- [Goal]: All of the data below should be written out exactly.

A block of data:
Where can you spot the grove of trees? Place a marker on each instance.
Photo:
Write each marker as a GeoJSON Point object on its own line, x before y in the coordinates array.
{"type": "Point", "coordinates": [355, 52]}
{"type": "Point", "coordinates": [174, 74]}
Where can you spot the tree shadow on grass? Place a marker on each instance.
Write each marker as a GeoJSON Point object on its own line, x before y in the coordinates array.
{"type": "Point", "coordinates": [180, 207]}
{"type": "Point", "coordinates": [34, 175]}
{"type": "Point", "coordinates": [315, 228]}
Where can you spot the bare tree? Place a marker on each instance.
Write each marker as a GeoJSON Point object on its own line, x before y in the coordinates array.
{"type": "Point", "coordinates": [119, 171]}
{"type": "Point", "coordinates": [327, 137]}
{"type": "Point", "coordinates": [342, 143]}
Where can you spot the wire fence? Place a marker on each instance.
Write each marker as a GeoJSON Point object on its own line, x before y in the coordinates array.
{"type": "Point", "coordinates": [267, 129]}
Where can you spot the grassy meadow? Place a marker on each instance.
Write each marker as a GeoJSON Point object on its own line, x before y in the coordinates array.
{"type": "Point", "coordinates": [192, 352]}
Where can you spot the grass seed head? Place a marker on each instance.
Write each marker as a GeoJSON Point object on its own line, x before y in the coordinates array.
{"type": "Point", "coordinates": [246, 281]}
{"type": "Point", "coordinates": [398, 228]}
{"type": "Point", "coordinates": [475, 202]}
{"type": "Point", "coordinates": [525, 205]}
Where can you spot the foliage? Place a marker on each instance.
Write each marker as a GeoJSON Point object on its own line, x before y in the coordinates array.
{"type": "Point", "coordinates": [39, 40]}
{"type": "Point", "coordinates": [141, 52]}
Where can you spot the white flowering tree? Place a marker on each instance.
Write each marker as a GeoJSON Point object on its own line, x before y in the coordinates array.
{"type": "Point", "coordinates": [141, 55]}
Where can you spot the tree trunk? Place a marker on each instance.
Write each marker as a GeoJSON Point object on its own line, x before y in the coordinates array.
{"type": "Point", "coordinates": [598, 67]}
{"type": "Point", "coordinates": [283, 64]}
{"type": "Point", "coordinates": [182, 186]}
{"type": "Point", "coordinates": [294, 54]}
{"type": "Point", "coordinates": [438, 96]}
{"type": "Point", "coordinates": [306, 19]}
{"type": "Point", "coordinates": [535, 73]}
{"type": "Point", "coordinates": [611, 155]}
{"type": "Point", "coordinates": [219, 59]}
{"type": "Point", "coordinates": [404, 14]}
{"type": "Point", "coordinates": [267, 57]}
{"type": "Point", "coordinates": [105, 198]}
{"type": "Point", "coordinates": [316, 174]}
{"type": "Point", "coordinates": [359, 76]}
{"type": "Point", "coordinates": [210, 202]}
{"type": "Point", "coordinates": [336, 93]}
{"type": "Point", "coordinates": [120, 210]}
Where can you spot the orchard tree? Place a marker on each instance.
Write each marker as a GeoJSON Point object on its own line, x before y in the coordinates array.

- [Solution to this exercise]:
Where can you spot the grove of trees? Place a marker on each instance.
Photo:
Write each marker as a GeoJSON Point object on its own line, x before y in the coordinates array.
{"type": "Point", "coordinates": [355, 52]}
{"type": "Point", "coordinates": [174, 74]}
Where can you spot the tree shadow on grass? Place a marker on each instance.
Write each marker as a GeoJSON Point object on its own line, x before y in the coordinates array.
{"type": "Point", "coordinates": [180, 207]}
{"type": "Point", "coordinates": [34, 175]}
{"type": "Point", "coordinates": [315, 228]}
Where can you spot the bare tree? Place a marker on each instance.
Write each marker as a GeoJSON Point object on its own line, x before y in the coordinates array.
{"type": "Point", "coordinates": [119, 171]}
{"type": "Point", "coordinates": [327, 137]}
{"type": "Point", "coordinates": [342, 143]}
Where can you spot the wire fence? Place a marker on each instance.
Write each marker as a GeoJSON Point object on its own line, x before y in the coordinates array.
{"type": "Point", "coordinates": [267, 129]}
Where can you spot the grassy meadow? Place a marker on each instance.
Write each marker as a GeoJSON Point object on its own line, x before y in the coordinates array.
{"type": "Point", "coordinates": [192, 352]}
Where can you spot the grass seed head? Place a marker on each instance.
Write each marker as a GeoJSON Point object on its own line, x before y in the coordinates array.
{"type": "Point", "coordinates": [246, 281]}
{"type": "Point", "coordinates": [398, 228]}
{"type": "Point", "coordinates": [475, 202]}
{"type": "Point", "coordinates": [525, 205]}
Where can you spot the foliage? Place a marker on each instance.
Write each marker as a GeoJSON Point object on its own line, x before y in the coordinates array.
{"type": "Point", "coordinates": [39, 40]}
{"type": "Point", "coordinates": [141, 52]}
Where can you spot the white flowering tree? Place a marker on each instance.
Write each marker as a GeoJSON Point object on its own line, x before y in the coordinates array.
{"type": "Point", "coordinates": [141, 55]}
Where can you spot the tree trunk? Place a marker on each instance.
Write each marker as a GeoJSON Point object on its own line, x before y in the coordinates array.
{"type": "Point", "coordinates": [598, 67]}
{"type": "Point", "coordinates": [283, 64]}
{"type": "Point", "coordinates": [182, 186]}
{"type": "Point", "coordinates": [294, 54]}
{"type": "Point", "coordinates": [438, 96]}
{"type": "Point", "coordinates": [306, 19]}
{"type": "Point", "coordinates": [535, 73]}
{"type": "Point", "coordinates": [611, 155]}
{"type": "Point", "coordinates": [219, 59]}
{"type": "Point", "coordinates": [404, 14]}
{"type": "Point", "coordinates": [267, 57]}
{"type": "Point", "coordinates": [105, 198]}
{"type": "Point", "coordinates": [316, 174]}
{"type": "Point", "coordinates": [359, 76]}
{"type": "Point", "coordinates": [210, 202]}
{"type": "Point", "coordinates": [336, 93]}
{"type": "Point", "coordinates": [120, 210]}
Where can you spot the orchard tree? Place a marker on each instance.
Write each marker as a GeoJSON Point object on its own line, x before y in the coordinates array.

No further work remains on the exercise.